Dataset excerpts on object pointing:
══════════
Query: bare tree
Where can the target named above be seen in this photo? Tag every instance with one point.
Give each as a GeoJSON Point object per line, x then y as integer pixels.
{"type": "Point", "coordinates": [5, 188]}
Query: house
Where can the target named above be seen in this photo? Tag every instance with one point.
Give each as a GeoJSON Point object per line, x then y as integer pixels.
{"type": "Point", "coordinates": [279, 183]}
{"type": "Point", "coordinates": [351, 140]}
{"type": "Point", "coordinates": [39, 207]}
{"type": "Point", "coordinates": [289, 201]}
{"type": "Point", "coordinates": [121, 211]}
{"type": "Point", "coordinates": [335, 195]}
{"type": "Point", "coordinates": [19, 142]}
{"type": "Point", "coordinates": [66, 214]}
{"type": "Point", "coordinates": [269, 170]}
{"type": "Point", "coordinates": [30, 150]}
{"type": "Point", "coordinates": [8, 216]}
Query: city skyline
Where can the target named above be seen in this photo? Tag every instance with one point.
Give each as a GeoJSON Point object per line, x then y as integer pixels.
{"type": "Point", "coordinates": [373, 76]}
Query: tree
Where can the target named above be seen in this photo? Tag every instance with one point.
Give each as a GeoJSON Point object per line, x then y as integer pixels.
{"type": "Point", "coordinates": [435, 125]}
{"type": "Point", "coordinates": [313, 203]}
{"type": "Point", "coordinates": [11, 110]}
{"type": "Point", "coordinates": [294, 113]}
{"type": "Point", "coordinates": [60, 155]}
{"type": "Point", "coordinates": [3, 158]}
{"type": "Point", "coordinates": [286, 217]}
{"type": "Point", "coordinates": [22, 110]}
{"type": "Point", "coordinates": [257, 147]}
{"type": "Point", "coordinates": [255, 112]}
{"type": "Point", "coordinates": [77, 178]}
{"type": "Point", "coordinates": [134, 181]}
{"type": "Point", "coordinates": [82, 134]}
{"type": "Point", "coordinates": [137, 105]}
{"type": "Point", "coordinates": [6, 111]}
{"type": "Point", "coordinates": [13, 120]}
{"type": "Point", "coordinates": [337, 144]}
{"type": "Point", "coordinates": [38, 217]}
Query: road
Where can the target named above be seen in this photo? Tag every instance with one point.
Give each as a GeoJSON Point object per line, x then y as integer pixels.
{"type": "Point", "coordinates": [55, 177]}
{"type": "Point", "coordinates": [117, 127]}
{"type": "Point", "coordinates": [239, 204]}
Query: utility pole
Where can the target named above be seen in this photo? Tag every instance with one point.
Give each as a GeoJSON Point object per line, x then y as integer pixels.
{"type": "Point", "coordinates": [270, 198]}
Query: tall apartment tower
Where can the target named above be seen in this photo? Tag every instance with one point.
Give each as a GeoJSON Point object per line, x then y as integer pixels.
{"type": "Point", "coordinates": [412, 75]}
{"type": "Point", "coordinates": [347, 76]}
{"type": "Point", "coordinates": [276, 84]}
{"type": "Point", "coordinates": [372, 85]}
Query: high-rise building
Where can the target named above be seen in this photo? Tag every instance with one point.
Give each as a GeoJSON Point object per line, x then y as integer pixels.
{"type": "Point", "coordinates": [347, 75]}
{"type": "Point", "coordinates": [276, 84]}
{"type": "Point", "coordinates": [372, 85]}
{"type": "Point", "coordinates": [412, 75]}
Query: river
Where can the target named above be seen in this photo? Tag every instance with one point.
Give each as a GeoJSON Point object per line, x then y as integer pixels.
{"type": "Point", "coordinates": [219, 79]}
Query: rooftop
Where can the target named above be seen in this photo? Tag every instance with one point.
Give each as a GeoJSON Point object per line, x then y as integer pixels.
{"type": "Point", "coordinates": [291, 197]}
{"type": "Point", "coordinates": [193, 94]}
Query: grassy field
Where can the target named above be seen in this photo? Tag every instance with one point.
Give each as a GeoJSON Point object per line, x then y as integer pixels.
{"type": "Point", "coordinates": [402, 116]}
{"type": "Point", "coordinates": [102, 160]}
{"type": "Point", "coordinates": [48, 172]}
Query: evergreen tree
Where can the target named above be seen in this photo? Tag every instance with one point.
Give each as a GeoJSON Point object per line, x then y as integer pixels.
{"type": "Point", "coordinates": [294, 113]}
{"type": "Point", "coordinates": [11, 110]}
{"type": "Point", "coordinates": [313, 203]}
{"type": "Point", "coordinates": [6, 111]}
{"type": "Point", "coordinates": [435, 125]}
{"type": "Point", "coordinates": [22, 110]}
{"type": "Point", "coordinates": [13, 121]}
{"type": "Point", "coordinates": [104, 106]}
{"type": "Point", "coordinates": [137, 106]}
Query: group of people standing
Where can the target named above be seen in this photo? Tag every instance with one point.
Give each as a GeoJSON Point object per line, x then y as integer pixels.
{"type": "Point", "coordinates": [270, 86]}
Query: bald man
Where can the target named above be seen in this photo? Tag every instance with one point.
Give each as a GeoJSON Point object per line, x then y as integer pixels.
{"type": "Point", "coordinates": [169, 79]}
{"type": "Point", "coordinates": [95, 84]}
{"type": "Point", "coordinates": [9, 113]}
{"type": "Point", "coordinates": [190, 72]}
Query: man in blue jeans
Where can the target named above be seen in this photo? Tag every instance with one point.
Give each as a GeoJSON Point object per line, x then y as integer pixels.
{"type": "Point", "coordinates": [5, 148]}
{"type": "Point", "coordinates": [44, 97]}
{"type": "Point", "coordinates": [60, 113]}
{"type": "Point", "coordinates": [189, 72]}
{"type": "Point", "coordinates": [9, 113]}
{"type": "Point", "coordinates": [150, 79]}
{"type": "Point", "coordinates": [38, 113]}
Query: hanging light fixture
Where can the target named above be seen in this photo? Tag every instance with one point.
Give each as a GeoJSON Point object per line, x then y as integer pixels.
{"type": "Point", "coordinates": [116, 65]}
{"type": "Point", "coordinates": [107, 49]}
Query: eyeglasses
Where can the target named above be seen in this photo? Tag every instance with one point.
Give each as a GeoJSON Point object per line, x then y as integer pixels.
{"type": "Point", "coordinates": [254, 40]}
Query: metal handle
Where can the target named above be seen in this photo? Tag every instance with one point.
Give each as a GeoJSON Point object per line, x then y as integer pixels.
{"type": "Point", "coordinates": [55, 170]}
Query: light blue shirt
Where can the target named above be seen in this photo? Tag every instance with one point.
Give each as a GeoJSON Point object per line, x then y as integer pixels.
══════════
EXERCISE OBJECTIVE:
Output every record above exactly as it appears.

TASK OUTPUT:
Query: bare tree
Where can the target named above be seen in this photo? Tag every instance with one point.
Give each as a GeoJSON Point object per line, x then y as integer pixels.
{"type": "Point", "coordinates": [5, 188]}
Query: house
Where can the target named above be seen in this photo? Tag every instance with one point.
Give each as a GeoJSON Point object per line, x then y as integer pixels.
{"type": "Point", "coordinates": [279, 183]}
{"type": "Point", "coordinates": [351, 140]}
{"type": "Point", "coordinates": [39, 207]}
{"type": "Point", "coordinates": [289, 201]}
{"type": "Point", "coordinates": [121, 211]}
{"type": "Point", "coordinates": [335, 195]}
{"type": "Point", "coordinates": [19, 142]}
{"type": "Point", "coordinates": [66, 214]}
{"type": "Point", "coordinates": [269, 170]}
{"type": "Point", "coordinates": [30, 150]}
{"type": "Point", "coordinates": [8, 216]}
Query: city skyline
Where can the target named above be seen in this photo? Tag every instance with one point.
Give each as a GeoJSON Point object per line, x then y as integer pixels.
{"type": "Point", "coordinates": [373, 76]}
Query: tree
Where can the target named above be seen in this photo? Tag every instance with one point.
Give each as a GeoJSON Point object per line, x then y as integer pixels.
{"type": "Point", "coordinates": [435, 125]}
{"type": "Point", "coordinates": [313, 203]}
{"type": "Point", "coordinates": [11, 110]}
{"type": "Point", "coordinates": [294, 113]}
{"type": "Point", "coordinates": [60, 155]}
{"type": "Point", "coordinates": [3, 158]}
{"type": "Point", "coordinates": [286, 217]}
{"type": "Point", "coordinates": [22, 110]}
{"type": "Point", "coordinates": [257, 147]}
{"type": "Point", "coordinates": [255, 112]}
{"type": "Point", "coordinates": [77, 178]}
{"type": "Point", "coordinates": [134, 181]}
{"type": "Point", "coordinates": [82, 134]}
{"type": "Point", "coordinates": [137, 105]}
{"type": "Point", "coordinates": [6, 111]}
{"type": "Point", "coordinates": [13, 120]}
{"type": "Point", "coordinates": [337, 144]}
{"type": "Point", "coordinates": [38, 217]}
Query: road
Where can the target named above be seen in this photo? Tag every instance with one point.
Give each as a GeoJSON Point object per line, x then y as integer pixels.
{"type": "Point", "coordinates": [55, 177]}
{"type": "Point", "coordinates": [117, 127]}
{"type": "Point", "coordinates": [239, 204]}
Query: utility pole
Where can the target named above be seen in this photo? Tag every instance with one point.
Give each as a GeoJSON Point object per line, x then y as integer pixels.
{"type": "Point", "coordinates": [270, 198]}
Query: tall apartment tower
Where can the target named above be seen in this photo? Tag every instance with one point.
Give each as a GeoJSON Point object per line, x then y as integer pixels.
{"type": "Point", "coordinates": [412, 75]}
{"type": "Point", "coordinates": [347, 76]}
{"type": "Point", "coordinates": [276, 84]}
{"type": "Point", "coordinates": [372, 85]}
Query: high-rise building
Where can the target named above be seen in this photo? Tag every instance with one point.
Give each as a GeoJSON Point object per line, x then y as integer pixels.
{"type": "Point", "coordinates": [347, 75]}
{"type": "Point", "coordinates": [276, 84]}
{"type": "Point", "coordinates": [372, 85]}
{"type": "Point", "coordinates": [412, 75]}
Query: river
Where can the target named above be seen in this photo? Tag every instance with one point.
Give each as a GeoJSON Point object per line, x then y as integer pixels.
{"type": "Point", "coordinates": [219, 79]}
Query: rooftop
Where can the target named above be seen in this photo? Tag every instance with one point.
Give each as a GeoJSON Point object per line, x then y as integer pixels.
{"type": "Point", "coordinates": [291, 197]}
{"type": "Point", "coordinates": [193, 94]}
Query: grassy field
Where can the target named above be seen in this photo? Tag every instance with one point.
Give each as a GeoJSON Point object per line, x then y as integer pixels.
{"type": "Point", "coordinates": [402, 116]}
{"type": "Point", "coordinates": [102, 160]}
{"type": "Point", "coordinates": [48, 172]}
Query: evergreen tree
Where can the target named above be seen in this photo? Tag every instance with one point.
Give each as a GeoJSON Point object per line, x then y as integer pixels.
{"type": "Point", "coordinates": [294, 113]}
{"type": "Point", "coordinates": [11, 110]}
{"type": "Point", "coordinates": [313, 203]}
{"type": "Point", "coordinates": [6, 111]}
{"type": "Point", "coordinates": [435, 125]}
{"type": "Point", "coordinates": [22, 110]}
{"type": "Point", "coordinates": [13, 121]}
{"type": "Point", "coordinates": [104, 106]}
{"type": "Point", "coordinates": [137, 106]}
Query: group of people standing
Where can the target named above be seen in this photo? Tag every instance with one point.
Give each as a GeoJSON Point object per line, x then y as integer pixels.
{"type": "Point", "coordinates": [270, 86]}
Query: bald man
Where can the target named above be seen in this photo? Tag every instance with one point.
Give each as a GeoJSON Point object per line, x then y as integer pixels.
{"type": "Point", "coordinates": [169, 79]}
{"type": "Point", "coordinates": [95, 84]}
{"type": "Point", "coordinates": [9, 113]}
{"type": "Point", "coordinates": [190, 72]}
Query: man in blue jeans
Where can the target named above be seen in this photo? Tag every instance with one point.
Give each as a GeoJSON Point object per line, x then y as integer pixels.
{"type": "Point", "coordinates": [5, 148]}
{"type": "Point", "coordinates": [44, 97]}
{"type": "Point", "coordinates": [60, 113]}
{"type": "Point", "coordinates": [189, 72]}
{"type": "Point", "coordinates": [9, 113]}
{"type": "Point", "coordinates": [150, 79]}
{"type": "Point", "coordinates": [38, 113]}
Query: hanging light fixture
Where can the target named above be seen in this photo? Tag every instance with one point.
Give each as a GeoJSON Point object per line, x then y as integer pixels.
{"type": "Point", "coordinates": [116, 65]}
{"type": "Point", "coordinates": [107, 49]}
Query: eyeglasses
Where can the target named above be seen in this photo? Tag every instance with one point.
Give each as a GeoJSON Point object per line, x then y as integer pixels.
{"type": "Point", "coordinates": [254, 40]}
Query: metal handle
Where can the target named above be seen in this photo? Tag every instance with one point.
Give each as a GeoJSON Point object per line, x then y as integer pixels.
{"type": "Point", "coordinates": [55, 170]}
Query: light blue shirt
Where can the target named above be seen in this photo? Tag every instance with one point.
Give each as a GeoJSON Point object per line, x then y as integer pixels.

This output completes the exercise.